■ Direction
Rewrite the material below, putting "backyard porch" wherever "wildlife census station" appears and keeping every other word and line unchanged. Leave the pictures out.
■ ■ ■ ■
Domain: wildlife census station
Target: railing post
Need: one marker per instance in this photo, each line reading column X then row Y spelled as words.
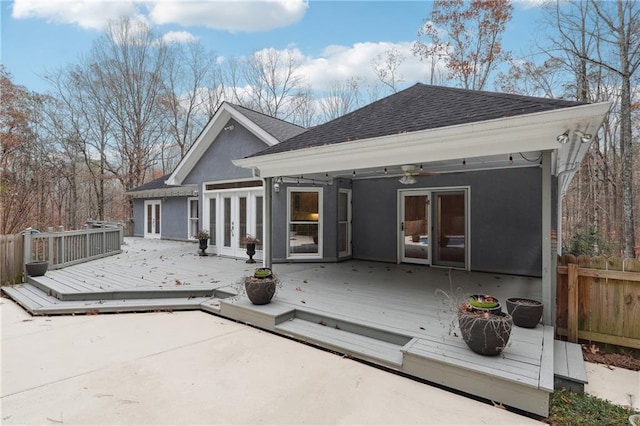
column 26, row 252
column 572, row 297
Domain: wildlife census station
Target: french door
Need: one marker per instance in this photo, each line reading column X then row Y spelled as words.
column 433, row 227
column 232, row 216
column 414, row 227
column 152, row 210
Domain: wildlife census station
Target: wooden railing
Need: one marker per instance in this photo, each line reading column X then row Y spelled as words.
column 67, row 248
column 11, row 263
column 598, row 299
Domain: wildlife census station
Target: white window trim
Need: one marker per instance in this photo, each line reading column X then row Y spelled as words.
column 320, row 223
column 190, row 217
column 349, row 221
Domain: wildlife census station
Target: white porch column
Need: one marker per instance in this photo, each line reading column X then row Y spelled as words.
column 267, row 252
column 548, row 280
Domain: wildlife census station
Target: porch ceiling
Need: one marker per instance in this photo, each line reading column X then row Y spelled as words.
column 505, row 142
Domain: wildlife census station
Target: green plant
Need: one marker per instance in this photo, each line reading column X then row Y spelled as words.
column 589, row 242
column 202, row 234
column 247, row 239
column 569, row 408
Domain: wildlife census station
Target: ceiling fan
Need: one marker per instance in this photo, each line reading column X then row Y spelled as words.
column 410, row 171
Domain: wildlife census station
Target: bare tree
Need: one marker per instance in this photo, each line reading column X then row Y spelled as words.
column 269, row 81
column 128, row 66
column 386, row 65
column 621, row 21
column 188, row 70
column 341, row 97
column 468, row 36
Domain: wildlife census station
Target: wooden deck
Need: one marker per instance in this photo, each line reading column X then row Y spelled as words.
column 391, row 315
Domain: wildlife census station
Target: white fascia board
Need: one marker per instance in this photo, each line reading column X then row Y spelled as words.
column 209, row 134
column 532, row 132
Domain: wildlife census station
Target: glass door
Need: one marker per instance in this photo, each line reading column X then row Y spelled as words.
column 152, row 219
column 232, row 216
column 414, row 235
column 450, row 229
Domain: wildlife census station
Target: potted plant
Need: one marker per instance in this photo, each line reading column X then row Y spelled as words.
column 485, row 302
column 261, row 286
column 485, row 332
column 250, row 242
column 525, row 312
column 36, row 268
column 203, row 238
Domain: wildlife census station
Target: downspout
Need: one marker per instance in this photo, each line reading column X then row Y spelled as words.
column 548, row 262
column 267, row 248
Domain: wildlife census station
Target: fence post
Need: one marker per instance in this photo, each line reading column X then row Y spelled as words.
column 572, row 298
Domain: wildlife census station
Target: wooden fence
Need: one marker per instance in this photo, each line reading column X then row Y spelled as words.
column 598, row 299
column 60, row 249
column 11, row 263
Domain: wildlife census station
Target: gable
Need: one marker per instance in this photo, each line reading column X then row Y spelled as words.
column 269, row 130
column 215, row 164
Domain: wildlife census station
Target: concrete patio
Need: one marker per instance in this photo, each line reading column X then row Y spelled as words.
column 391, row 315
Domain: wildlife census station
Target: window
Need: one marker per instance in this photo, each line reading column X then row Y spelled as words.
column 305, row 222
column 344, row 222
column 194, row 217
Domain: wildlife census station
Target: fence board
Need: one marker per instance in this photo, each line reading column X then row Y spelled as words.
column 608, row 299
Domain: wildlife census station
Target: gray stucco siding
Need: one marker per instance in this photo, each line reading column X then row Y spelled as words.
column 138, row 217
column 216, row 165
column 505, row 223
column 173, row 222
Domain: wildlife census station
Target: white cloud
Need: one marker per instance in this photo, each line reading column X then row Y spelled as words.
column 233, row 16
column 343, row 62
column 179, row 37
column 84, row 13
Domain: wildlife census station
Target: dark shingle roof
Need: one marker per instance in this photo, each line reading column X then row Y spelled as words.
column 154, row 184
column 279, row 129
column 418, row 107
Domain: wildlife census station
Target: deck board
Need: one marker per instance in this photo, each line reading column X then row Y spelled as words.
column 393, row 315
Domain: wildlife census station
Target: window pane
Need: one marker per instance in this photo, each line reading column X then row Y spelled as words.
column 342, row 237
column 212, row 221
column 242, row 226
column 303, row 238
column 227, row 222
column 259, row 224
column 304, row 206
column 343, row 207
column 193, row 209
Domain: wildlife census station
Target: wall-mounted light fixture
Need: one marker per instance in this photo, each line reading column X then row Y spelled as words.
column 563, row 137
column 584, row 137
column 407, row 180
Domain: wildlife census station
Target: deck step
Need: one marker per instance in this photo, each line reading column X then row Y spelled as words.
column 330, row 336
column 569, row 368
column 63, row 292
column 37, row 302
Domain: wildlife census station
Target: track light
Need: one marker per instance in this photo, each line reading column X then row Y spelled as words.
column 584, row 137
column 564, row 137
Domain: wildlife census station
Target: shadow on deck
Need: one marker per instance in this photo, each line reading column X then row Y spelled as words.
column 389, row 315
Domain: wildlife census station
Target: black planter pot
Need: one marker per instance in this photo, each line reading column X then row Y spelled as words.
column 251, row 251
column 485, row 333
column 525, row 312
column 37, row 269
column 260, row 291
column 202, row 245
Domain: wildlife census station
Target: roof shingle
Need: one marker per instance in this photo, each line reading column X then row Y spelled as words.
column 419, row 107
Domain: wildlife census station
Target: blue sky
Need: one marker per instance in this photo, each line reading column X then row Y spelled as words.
■ ■ ■ ■
■ Solution to this exercise
Domain: backyard porch
Target: railing post
Need: one marker per instance in this photo, each line reading column X then row Y spelled as words.
column 26, row 252
column 572, row 297
Domain: backyard porch
Target: french door
Need: one marker per instance in this photo, each line reading column X then row Y spelled as words.
column 433, row 227
column 232, row 216
column 414, row 227
column 152, row 210
Domain: backyard porch
Target: wooden railing
Need: one marker per instance in this photo, each line reading column X then row Y spelled as words.
column 67, row 248
column 11, row 263
column 598, row 299
Domain: backyard porch
Target: white window trim
Need: one marker per instance in this photo, each line reading column X then row Y spelled as words.
column 320, row 223
column 190, row 217
column 349, row 221
Domain: backyard porch
Target: white porch column
Need: one marker per instance in this photo, each line reading column X then row Y spelled as words.
column 267, row 252
column 548, row 280
Domain: backyard porch
Target: porch ceiling
Need: one marker per instance in this photo, each line reading column X then row Y spelled as words.
column 505, row 142
Domain: backyard porch
Target: green plant
Need: one marker per instance in this photo, each line reading column X then row Y spelled as words.
column 589, row 242
column 202, row 234
column 247, row 239
column 569, row 408
Domain: backyard porch
Target: ceiling fan
Need: one marker per instance in this photo, each line reading column X then row Y spelled as words.
column 410, row 171
Domain: backyard porch
Target: bare tree
Need: one marker per instance in this photo, each line reading column X then row Y spelled as words.
column 269, row 81
column 128, row 66
column 386, row 65
column 621, row 21
column 188, row 70
column 341, row 97
column 468, row 36
Domain: backyard porch
Target: wooden deck
Need: one marker per instance in this photo, each line reading column X then row Y spelled as words.
column 391, row 315
Domain: backyard porch
Target: white fascia board
Need: one marker per instance in this photo, each line reading column X then row Y spelled as words.
column 209, row 134
column 532, row 132
Domain: backyard porch
Target: glass door
Need: one marker per instance in this photo, each line reading column X then row Y spelled as words.
column 152, row 219
column 232, row 216
column 414, row 235
column 450, row 229
Domain: backyard porch
Target: potted plant
Need: one marker per instance in this photo, each line reading column X then row Y spelled as words.
column 485, row 302
column 261, row 286
column 485, row 332
column 250, row 242
column 525, row 312
column 36, row 268
column 203, row 238
Domain: backyard porch
Target: downspout
Need: one marker per instance in this photo, each line reading column X then row Y spelled as words.
column 548, row 262
column 267, row 248
Domain: backyard porch
Target: fence post
Need: one marker per instance in this photo, each line reading column X then row Y spelled as words.
column 572, row 298
Domain: backyard porch
Target: wooden fence
Need: one marker per instance in this photo, each line reading column X then row Y spelled as words.
column 598, row 299
column 60, row 249
column 11, row 263
Domain: backyard porch
Target: gable
Need: one marker per instance in this photo, each line reading column X then row Y spelled as words.
column 269, row 130
column 215, row 164
Domain: backyard porch
Target: concrete patio
Need: one marker per instance in this photo, each line reading column X then row Y spelled as words.
column 391, row 315
Domain: backyard porch
Target: window
Need: one marker per instance in this photo, each line reading column X then row Y spelled as words.
column 305, row 222
column 344, row 222
column 194, row 217
Domain: backyard porch
Target: fence board
Need: one marker per instance in this photo, each line reading column X then row Y spelled as words.
column 608, row 299
Domain: backyard porch
Target: gray stucco siding
Need: one marker per instance in this photo, each line reading column X then row Y spelled as words.
column 138, row 217
column 216, row 165
column 505, row 223
column 173, row 222
Domain: backyard porch
Target: white cloud
Need: one marker per instance in this photo, each line reading column X then row Y spelled as words.
column 233, row 16
column 343, row 62
column 179, row 37
column 84, row 13
Domain: backyard porch
Target: dark shingle roof
Need: one marker per instance in this photo, each line reading column X then row Y spelled as words.
column 154, row 184
column 279, row 129
column 418, row 107
Domain: backyard porch
Target: deck board
Need: one marker per instance in this photo, each line reading column X then row Y spelled as words.
column 393, row 315
Domain: backyard porch
Target: window pane
Need: one marker per instance in this photo, each line reading column X then row Y spelled as words.
column 342, row 237
column 212, row 221
column 242, row 226
column 303, row 238
column 227, row 222
column 259, row 224
column 304, row 206
column 343, row 207
column 193, row 209
Domain: backyard porch
Target: wall-mounted light fixture
Need: one marker per instance in this photo, each line reading column X then row Y spelled as words.
column 563, row 137
column 584, row 137
column 407, row 180
Domain: backyard porch
Target: deck step
Need: one marker per instance in this photo, each line reading column X then row Y spelled as words.
column 330, row 336
column 569, row 368
column 63, row 292
column 37, row 302
Domain: backyard porch
Target: track light
Need: one marker per instance in this photo, each line reading column X then row Y spelled as words.
column 584, row 137
column 564, row 137
Domain: backyard porch
Target: shadow on deck
Need: one marker per instance in this photo, each line reading column X then row Y spelled as words.
column 389, row 315
Domain: backyard porch
Target: black planter pot
Need: one marker per instance in this photo, each line reading column X then row Y spelled as words.
column 251, row 251
column 485, row 333
column 525, row 312
column 37, row 269
column 260, row 291
column 202, row 245
Domain: backyard porch
Target: roof shingle
Need: one marker per instance in this photo, each line reading column X then row Y spelled as words.
column 419, row 107
Domain: backyard porch
Target: blue sky
Need: one marker per instance in this photo, each line reading column X then row Y spelled as words.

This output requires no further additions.